For example, if the voice parameter is the pitch element of a counterpart voice, the parameter analyzer 123 may monitor whether a sub-harmonic element is generated by analyzing the pitch element of the counterpart voice. Specifically, when the voice parameter is a pitch element of counterpart voice, the parameter analyzer 123 may analyze the pitch element of the counterpart voice and monitor whether a sub-harmonic element occurs. More specifically, as illustrated in area 310 of FIG. 3A, when a sub-harmonic signal is generated between two harmonic elements, the parameter analyzer 123 may determine that the sub-harmonic signal is an abnormal voice if there is stronger sub-harmonic element which is inferred to be a noise element. In this case, the pitch element of the counterpart voice is changed due to the sub-harmonic signal and thus, the parameter analyzer 123 may determine the counterpart voice as an abnormal voice if the pitch is more than twice as high as a normal voice.

▸ CHALLENGES:
#1 Please reproduce the passage on sub-harmonic voice analysis word for word.
#2 Count the lines in the rows that contain the string "wheel", and give only that number.

Point labeling examples:
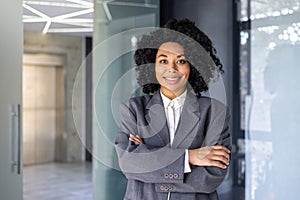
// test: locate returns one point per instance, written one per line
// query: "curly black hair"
(205, 66)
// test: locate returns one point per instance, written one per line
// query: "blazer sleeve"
(142, 162)
(206, 179)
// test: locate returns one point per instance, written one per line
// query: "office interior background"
(62, 81)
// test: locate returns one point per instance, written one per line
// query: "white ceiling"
(73, 17)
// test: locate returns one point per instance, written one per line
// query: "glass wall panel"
(118, 25)
(269, 96)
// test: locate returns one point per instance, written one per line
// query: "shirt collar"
(178, 101)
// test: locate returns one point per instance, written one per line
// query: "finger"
(221, 153)
(135, 139)
(214, 163)
(220, 159)
(219, 147)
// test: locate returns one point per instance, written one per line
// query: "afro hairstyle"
(205, 66)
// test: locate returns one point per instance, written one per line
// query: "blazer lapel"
(188, 123)
(156, 118)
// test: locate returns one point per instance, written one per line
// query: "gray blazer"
(155, 168)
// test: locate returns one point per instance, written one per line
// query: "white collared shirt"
(177, 104)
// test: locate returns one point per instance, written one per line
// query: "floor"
(58, 181)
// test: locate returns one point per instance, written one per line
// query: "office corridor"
(58, 181)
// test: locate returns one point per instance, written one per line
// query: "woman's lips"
(171, 80)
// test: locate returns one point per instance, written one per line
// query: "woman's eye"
(163, 61)
(181, 61)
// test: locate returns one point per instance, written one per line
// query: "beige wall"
(69, 146)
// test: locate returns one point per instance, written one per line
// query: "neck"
(170, 94)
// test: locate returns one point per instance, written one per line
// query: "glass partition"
(269, 66)
(118, 25)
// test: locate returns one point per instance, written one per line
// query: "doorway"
(47, 175)
(43, 108)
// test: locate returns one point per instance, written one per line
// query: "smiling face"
(172, 69)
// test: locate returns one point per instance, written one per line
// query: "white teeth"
(171, 79)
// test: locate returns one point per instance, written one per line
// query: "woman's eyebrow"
(162, 55)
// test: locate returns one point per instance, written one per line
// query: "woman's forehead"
(171, 48)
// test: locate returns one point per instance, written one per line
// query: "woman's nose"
(173, 66)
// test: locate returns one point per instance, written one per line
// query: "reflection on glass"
(271, 113)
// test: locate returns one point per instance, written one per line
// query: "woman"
(174, 144)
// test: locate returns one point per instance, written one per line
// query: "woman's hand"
(217, 156)
(136, 139)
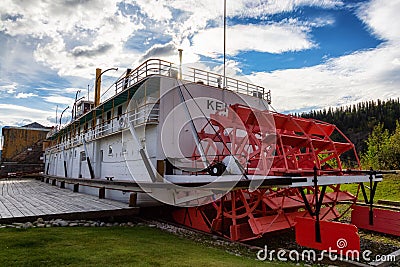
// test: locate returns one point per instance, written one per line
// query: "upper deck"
(125, 87)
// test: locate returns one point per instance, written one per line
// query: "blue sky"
(311, 54)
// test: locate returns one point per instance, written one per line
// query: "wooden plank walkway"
(27, 199)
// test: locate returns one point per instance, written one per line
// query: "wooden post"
(132, 199)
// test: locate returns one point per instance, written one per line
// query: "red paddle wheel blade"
(384, 221)
(336, 237)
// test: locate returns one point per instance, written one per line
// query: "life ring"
(121, 122)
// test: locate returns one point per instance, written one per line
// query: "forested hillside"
(358, 121)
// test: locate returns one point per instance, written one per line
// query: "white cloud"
(17, 115)
(276, 38)
(25, 95)
(361, 76)
(58, 99)
(382, 17)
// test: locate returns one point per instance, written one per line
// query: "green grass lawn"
(111, 246)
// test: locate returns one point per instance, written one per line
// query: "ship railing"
(189, 74)
(145, 114)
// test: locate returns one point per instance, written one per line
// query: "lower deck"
(29, 199)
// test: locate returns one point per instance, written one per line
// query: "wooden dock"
(28, 199)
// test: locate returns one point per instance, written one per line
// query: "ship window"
(119, 111)
(108, 117)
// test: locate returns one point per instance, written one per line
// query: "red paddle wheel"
(267, 144)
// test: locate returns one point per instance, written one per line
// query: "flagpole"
(224, 83)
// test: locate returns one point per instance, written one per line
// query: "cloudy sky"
(311, 54)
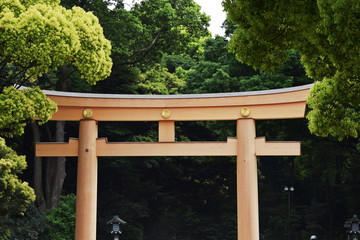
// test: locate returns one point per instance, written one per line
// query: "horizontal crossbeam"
(121, 149)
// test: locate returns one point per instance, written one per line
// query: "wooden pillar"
(247, 185)
(86, 193)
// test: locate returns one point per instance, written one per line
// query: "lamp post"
(115, 222)
(289, 190)
(352, 226)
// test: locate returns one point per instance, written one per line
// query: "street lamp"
(313, 237)
(352, 226)
(116, 221)
(289, 190)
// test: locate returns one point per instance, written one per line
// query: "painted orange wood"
(167, 149)
(264, 148)
(86, 193)
(247, 185)
(69, 149)
(166, 131)
(279, 111)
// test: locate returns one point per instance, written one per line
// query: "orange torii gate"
(245, 108)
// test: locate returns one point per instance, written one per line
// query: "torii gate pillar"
(247, 187)
(86, 192)
(245, 108)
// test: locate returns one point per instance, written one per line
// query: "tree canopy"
(40, 35)
(37, 37)
(325, 34)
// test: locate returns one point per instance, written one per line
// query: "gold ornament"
(245, 112)
(165, 113)
(87, 113)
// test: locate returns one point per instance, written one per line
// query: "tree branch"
(150, 46)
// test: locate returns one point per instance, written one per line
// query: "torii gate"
(244, 107)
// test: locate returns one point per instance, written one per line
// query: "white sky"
(213, 8)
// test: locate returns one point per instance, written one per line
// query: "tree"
(323, 33)
(15, 195)
(38, 37)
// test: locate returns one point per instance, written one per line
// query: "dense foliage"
(60, 221)
(15, 195)
(162, 47)
(324, 34)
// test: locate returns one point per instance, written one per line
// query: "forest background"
(163, 47)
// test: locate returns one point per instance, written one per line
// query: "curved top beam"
(268, 104)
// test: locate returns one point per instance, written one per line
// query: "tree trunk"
(55, 171)
(40, 199)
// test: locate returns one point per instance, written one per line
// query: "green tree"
(39, 37)
(323, 33)
(61, 219)
(15, 195)
(159, 81)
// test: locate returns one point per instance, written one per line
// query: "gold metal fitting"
(245, 112)
(87, 113)
(165, 113)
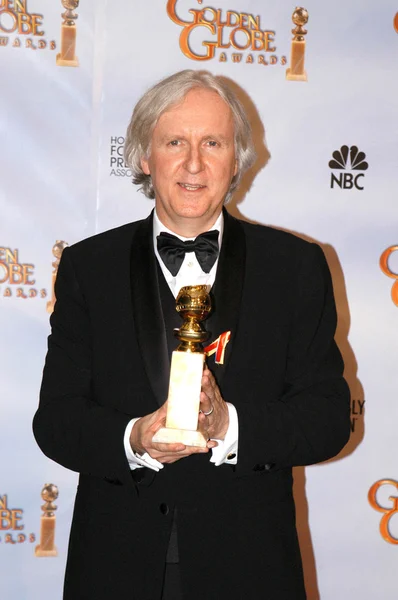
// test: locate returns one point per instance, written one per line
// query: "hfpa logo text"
(345, 180)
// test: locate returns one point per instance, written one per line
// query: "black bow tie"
(172, 250)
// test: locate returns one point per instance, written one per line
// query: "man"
(156, 521)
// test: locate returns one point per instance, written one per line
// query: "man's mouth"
(191, 187)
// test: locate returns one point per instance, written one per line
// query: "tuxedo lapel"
(227, 291)
(147, 310)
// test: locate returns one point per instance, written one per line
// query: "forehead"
(201, 110)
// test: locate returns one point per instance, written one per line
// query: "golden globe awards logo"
(20, 28)
(388, 511)
(214, 33)
(11, 525)
(384, 266)
(17, 278)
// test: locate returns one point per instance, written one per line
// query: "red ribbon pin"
(218, 347)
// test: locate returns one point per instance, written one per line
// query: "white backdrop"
(60, 129)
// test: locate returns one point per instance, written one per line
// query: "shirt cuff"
(135, 460)
(227, 450)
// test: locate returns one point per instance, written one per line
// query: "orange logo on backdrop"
(15, 19)
(387, 271)
(10, 521)
(388, 512)
(239, 31)
(12, 272)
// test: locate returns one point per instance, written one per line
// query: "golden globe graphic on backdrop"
(228, 35)
(384, 266)
(17, 278)
(388, 511)
(20, 28)
(11, 524)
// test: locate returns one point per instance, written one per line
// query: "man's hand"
(217, 422)
(145, 428)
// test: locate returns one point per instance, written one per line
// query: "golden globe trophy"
(296, 71)
(67, 56)
(194, 305)
(46, 547)
(58, 248)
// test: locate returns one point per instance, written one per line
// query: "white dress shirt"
(190, 273)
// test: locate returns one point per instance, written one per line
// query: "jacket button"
(258, 467)
(164, 509)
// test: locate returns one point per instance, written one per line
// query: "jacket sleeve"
(70, 426)
(310, 421)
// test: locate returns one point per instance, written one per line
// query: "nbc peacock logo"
(348, 159)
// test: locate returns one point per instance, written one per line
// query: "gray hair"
(161, 98)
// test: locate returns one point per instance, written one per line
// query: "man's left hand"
(217, 422)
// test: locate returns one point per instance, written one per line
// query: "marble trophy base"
(44, 553)
(296, 71)
(294, 77)
(180, 436)
(61, 62)
(183, 401)
(67, 57)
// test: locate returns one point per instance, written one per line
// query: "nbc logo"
(344, 180)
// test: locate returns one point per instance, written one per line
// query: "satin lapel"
(147, 310)
(227, 290)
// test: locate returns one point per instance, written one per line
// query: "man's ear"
(145, 166)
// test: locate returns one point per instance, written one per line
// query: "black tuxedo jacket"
(108, 361)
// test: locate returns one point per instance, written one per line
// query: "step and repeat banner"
(320, 84)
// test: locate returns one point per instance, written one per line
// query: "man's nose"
(194, 160)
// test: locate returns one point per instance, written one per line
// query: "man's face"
(192, 162)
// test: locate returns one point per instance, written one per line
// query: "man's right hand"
(145, 428)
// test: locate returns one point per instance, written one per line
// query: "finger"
(212, 444)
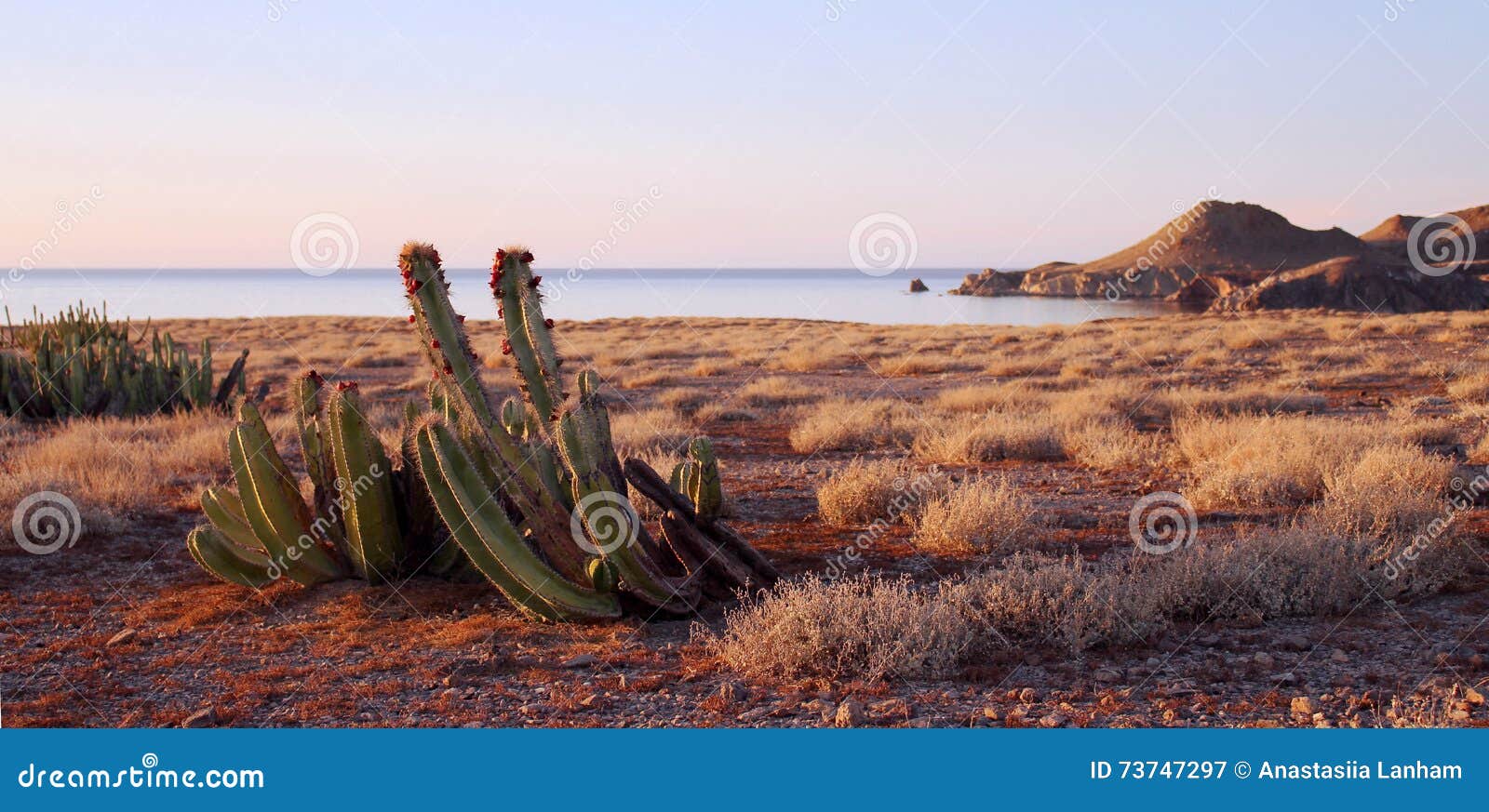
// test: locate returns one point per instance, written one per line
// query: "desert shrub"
(771, 392)
(1248, 461)
(865, 628)
(645, 430)
(1389, 491)
(873, 628)
(998, 434)
(843, 424)
(867, 491)
(979, 515)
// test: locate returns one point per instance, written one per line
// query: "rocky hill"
(1379, 285)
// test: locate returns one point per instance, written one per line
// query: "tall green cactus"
(548, 467)
(697, 478)
(81, 363)
(357, 518)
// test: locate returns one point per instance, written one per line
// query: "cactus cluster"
(533, 489)
(81, 365)
(367, 516)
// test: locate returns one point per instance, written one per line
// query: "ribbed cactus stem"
(365, 496)
(495, 546)
(528, 332)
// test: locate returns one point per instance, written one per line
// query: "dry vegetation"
(1318, 451)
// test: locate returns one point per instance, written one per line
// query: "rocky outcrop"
(992, 283)
(1394, 233)
(1360, 285)
(1235, 240)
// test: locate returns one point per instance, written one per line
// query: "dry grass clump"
(1389, 491)
(773, 392)
(841, 424)
(1470, 387)
(997, 434)
(112, 467)
(1111, 445)
(980, 515)
(873, 628)
(647, 430)
(811, 357)
(865, 628)
(870, 491)
(1250, 461)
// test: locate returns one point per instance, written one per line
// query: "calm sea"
(828, 295)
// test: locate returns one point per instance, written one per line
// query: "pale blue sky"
(1005, 133)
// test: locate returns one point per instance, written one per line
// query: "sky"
(714, 134)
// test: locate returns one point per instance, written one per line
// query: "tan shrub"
(841, 424)
(882, 489)
(997, 434)
(979, 515)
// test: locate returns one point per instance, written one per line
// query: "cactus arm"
(228, 561)
(367, 494)
(223, 509)
(273, 506)
(596, 497)
(493, 544)
(528, 333)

▸ WORKED ANSWERS:
#1
For example, if the voice parameter is the pitch element of a counterpart voice, the parameter analyzer 123 may monitor whether a sub-harmonic element is generated by analyzing the pitch element of the counterpart voice. Specifically, when the voice parameter is a pitch element of counterpart voice, the parameter analyzer 123 may analyze the pitch element of the counterpart voice and monitor whether a sub-harmonic element occurs. More specifically, as illustrated in area 310 of FIG. 3A, when a sub-harmonic signal is generated between two harmonic elements, the parameter analyzer 123 may determine that the sub-harmonic signal is an abnormal voice if there is stronger sub-harmonic element which is inferred to be a noise element. In this case, the pitch element of the counterpart voice is changed due to the sub-harmonic signal and thus, the parameter analyzer 123 may determine the counterpart voice as an abnormal voice if the pitch is more than twice as high as a normal voice.

#2 2